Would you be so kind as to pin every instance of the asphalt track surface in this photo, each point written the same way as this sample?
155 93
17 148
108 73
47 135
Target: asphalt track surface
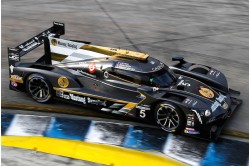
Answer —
211 32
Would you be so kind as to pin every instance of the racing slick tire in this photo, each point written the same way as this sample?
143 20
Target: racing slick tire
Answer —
39 88
170 118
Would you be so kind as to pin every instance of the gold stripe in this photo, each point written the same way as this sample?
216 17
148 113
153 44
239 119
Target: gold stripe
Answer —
58 57
114 155
124 79
130 106
116 52
90 95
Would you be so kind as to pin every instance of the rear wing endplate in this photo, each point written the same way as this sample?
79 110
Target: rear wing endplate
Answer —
15 54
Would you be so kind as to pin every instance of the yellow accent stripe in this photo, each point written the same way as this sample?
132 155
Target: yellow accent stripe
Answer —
98 153
90 95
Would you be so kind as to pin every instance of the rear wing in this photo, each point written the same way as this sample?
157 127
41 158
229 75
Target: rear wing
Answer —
15 54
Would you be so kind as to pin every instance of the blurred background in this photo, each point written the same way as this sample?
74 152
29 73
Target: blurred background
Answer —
210 32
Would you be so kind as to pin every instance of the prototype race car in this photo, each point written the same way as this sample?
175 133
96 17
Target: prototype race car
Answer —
185 98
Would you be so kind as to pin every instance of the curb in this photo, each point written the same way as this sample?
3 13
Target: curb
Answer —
99 153
7 105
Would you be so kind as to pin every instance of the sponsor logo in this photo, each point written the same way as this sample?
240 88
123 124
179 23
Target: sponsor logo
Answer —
54 42
16 78
63 82
183 83
152 62
143 107
58 23
77 98
85 73
206 92
214 72
14 84
124 66
106 74
11 68
14 57
96 102
221 98
155 89
92 68
191 131
67 44
215 105
29 45
218 102
159 67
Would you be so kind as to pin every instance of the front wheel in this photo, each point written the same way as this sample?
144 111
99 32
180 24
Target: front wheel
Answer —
39 88
170 118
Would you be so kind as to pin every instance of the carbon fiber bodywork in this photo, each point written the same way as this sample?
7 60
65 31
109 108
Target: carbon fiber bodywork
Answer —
121 82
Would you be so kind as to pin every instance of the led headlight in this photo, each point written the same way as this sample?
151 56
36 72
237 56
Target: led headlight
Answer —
207 113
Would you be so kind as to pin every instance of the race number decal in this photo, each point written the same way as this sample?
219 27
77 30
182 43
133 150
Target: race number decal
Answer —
92 68
63 82
206 92
142 113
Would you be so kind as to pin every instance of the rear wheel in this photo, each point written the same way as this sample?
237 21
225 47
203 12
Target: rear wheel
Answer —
170 118
39 88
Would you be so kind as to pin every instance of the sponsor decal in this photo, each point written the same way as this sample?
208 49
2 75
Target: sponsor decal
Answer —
77 98
16 78
159 67
11 68
14 57
125 66
29 45
92 68
183 83
63 82
214 72
85 73
225 105
81 99
53 42
190 120
191 131
67 44
70 96
190 102
206 92
215 105
221 98
155 89
143 107
218 103
13 83
106 74
96 101
211 120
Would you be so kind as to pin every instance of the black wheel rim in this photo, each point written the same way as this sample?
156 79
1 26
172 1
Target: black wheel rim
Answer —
39 89
168 118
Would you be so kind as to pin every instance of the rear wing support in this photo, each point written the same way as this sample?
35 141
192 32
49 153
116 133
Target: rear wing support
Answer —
15 54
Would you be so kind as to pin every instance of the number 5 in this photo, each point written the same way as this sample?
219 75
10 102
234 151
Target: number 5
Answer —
142 114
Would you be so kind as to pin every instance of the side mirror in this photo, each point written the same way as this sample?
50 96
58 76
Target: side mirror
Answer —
180 59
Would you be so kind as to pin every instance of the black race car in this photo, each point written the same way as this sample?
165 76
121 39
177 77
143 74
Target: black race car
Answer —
185 98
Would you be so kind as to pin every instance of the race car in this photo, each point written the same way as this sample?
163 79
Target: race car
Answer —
185 98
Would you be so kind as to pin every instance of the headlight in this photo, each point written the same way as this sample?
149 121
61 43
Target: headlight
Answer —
207 113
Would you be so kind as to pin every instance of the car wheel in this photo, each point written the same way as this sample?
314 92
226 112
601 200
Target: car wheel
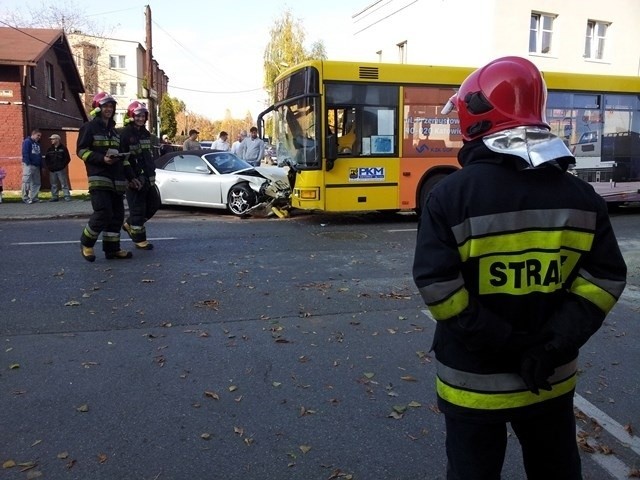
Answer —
240 199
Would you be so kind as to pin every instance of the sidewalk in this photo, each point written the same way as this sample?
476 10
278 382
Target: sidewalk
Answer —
44 210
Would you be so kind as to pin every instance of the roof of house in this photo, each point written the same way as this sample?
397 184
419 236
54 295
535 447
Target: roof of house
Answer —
25 46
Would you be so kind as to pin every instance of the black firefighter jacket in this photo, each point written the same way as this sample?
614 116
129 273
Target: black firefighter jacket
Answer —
94 139
501 253
137 141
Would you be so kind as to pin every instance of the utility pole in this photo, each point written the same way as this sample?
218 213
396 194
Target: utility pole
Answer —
151 95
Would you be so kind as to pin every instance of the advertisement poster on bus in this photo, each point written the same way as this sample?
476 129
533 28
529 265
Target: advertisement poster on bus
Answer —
428 133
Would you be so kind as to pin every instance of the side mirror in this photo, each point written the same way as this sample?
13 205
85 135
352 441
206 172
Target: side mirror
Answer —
332 150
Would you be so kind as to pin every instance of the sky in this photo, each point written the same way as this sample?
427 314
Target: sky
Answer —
212 51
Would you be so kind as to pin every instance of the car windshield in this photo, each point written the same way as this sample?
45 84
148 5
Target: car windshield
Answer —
225 162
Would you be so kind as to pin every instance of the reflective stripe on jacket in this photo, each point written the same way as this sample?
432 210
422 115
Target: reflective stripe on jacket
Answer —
94 139
137 141
501 251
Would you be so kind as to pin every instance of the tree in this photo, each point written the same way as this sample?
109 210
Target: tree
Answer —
318 51
285 48
168 123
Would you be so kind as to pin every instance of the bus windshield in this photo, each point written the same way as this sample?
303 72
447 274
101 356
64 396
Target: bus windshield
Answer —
297 133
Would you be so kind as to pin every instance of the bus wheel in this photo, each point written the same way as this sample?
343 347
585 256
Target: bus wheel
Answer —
427 187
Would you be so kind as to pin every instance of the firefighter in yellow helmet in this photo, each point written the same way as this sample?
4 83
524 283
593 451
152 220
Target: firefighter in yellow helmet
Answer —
518 264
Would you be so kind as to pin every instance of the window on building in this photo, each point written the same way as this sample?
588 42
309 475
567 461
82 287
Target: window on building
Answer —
540 33
402 52
50 80
594 42
32 77
117 88
117 61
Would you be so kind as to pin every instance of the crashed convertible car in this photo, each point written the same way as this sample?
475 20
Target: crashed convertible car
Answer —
214 179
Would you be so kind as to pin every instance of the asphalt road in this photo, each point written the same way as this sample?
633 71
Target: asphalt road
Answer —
253 349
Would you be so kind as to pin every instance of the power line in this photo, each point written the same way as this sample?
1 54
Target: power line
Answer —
124 74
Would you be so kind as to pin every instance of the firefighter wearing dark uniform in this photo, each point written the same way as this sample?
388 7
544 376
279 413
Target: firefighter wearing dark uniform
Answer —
518 264
143 203
108 175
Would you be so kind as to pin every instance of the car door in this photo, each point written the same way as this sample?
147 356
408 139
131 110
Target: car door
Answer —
190 181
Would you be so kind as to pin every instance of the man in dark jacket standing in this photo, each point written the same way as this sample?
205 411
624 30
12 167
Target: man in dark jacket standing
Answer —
31 163
143 202
56 160
518 264
109 174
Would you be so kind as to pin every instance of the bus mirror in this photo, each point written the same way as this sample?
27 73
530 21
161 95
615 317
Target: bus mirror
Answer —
332 150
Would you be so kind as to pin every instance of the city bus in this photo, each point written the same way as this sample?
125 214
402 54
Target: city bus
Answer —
371 136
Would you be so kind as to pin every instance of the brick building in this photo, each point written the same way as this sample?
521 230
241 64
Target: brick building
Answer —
40 87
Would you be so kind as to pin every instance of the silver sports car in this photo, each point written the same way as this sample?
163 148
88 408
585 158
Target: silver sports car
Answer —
213 179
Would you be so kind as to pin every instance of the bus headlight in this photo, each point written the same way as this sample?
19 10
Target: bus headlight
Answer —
307 193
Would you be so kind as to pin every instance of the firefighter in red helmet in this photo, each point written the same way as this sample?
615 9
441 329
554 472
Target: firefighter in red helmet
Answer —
143 202
518 264
108 173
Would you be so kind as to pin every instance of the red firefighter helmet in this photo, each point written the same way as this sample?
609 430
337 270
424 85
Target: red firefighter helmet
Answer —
136 108
508 92
101 98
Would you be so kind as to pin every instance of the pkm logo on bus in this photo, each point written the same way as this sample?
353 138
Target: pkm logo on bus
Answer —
363 174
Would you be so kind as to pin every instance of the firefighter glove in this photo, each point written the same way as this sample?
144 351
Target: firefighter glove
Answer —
536 366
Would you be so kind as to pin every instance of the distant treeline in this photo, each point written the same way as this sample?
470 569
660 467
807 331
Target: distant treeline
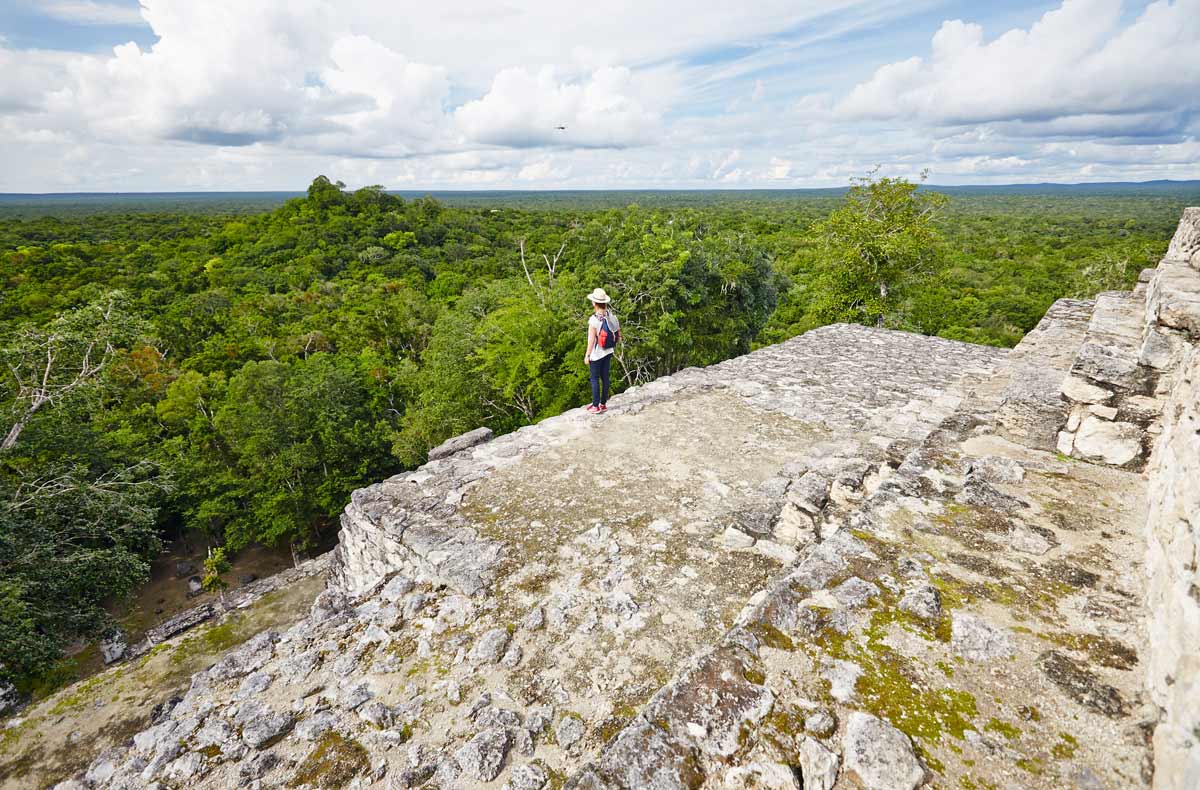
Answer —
237 372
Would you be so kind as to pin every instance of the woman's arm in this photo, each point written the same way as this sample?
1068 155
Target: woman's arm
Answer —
592 343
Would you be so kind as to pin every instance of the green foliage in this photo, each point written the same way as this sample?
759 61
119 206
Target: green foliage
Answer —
238 371
69 543
216 563
879 246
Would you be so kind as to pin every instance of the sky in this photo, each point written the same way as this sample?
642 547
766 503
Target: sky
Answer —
186 95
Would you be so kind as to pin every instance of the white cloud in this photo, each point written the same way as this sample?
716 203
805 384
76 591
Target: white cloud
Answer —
525 109
90 12
1077 61
268 94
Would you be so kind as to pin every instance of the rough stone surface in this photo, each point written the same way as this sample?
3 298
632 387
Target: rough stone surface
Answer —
1099 440
880 755
1173 576
1032 410
459 443
819 765
948 592
483 756
1186 240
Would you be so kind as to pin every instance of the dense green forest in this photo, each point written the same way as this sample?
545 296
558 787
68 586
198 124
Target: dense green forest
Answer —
238 373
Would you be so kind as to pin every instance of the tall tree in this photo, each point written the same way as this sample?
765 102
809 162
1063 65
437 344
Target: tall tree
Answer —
879 245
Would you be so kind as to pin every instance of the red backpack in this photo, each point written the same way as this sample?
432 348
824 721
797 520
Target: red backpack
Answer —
606 337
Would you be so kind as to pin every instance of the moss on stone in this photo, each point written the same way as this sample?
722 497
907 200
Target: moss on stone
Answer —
1066 749
333 762
1104 651
771 636
1009 731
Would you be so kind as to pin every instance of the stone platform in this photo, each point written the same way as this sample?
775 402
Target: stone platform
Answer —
823 564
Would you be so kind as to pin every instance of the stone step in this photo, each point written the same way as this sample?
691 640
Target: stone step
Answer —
1173 313
1107 360
1032 411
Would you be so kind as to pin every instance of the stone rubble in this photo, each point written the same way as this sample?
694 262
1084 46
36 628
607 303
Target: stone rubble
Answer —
850 560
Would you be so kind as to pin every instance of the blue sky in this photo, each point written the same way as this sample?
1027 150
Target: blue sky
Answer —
118 95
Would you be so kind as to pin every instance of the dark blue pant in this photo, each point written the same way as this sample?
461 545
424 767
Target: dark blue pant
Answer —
599 370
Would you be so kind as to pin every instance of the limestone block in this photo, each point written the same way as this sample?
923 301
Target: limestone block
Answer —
795 527
1141 408
1173 580
468 440
1186 241
1108 442
735 538
880 755
777 551
1081 391
1162 348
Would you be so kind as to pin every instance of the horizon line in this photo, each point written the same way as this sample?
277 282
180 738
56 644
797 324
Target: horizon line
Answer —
623 189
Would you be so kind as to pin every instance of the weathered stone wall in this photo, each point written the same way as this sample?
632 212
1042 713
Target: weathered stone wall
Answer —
1173 569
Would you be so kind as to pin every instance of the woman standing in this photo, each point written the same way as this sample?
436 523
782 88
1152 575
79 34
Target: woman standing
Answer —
604 330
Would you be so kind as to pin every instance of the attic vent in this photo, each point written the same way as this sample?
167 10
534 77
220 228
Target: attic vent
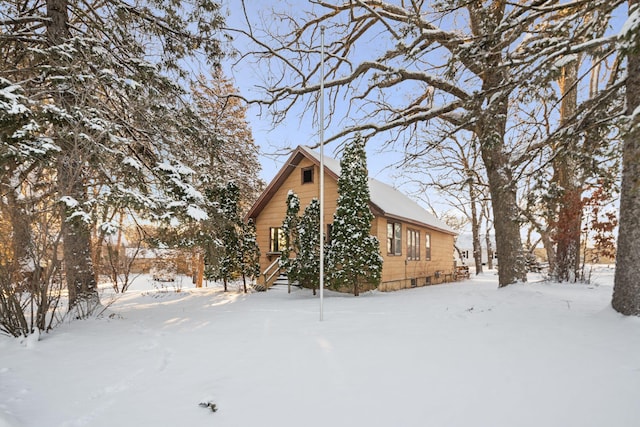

* Problem details
Count the lines of the records that contain the word "advertisement", treating case as significant, and reply with only that number.

* Complete answer
2